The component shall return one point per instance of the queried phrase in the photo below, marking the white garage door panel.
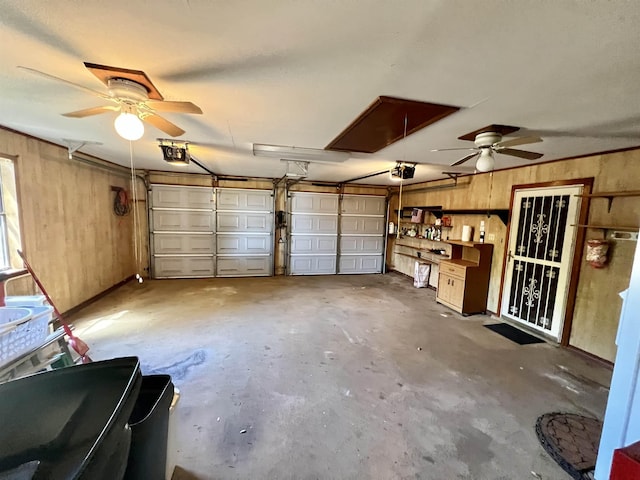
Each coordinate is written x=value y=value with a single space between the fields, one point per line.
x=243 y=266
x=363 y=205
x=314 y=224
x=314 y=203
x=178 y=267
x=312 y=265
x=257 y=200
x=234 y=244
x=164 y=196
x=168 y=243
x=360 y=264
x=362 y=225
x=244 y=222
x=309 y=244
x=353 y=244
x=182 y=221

------------------------

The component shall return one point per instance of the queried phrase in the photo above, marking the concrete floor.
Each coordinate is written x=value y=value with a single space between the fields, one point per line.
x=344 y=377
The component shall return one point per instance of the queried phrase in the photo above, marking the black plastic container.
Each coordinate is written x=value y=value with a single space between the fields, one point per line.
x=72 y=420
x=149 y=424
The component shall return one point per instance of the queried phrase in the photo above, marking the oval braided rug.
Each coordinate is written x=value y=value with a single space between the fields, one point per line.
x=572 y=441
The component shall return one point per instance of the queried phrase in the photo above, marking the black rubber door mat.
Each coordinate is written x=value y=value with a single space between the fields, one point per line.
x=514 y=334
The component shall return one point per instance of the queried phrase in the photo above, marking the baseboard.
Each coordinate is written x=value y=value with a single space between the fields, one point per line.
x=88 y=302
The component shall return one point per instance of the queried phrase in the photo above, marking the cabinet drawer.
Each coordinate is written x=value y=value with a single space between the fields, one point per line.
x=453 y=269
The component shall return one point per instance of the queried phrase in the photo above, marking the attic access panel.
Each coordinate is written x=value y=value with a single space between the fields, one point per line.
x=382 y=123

------------------------

What the task requires →
Copy the listing lines between the one holding "garage door panel." and the one holding "x=182 y=221", inclusive, without changing anything. Leave the picture out of your copy.

Answer →
The component shall return one point per instance of the queried phrase in the photo below, marking the white garage door panel.
Each coordinate is written x=value y=value with a single space between the fields, one point per line.
x=243 y=266
x=363 y=205
x=314 y=224
x=314 y=203
x=178 y=267
x=312 y=265
x=257 y=200
x=234 y=244
x=164 y=196
x=168 y=243
x=360 y=264
x=362 y=225
x=244 y=222
x=309 y=244
x=353 y=244
x=182 y=221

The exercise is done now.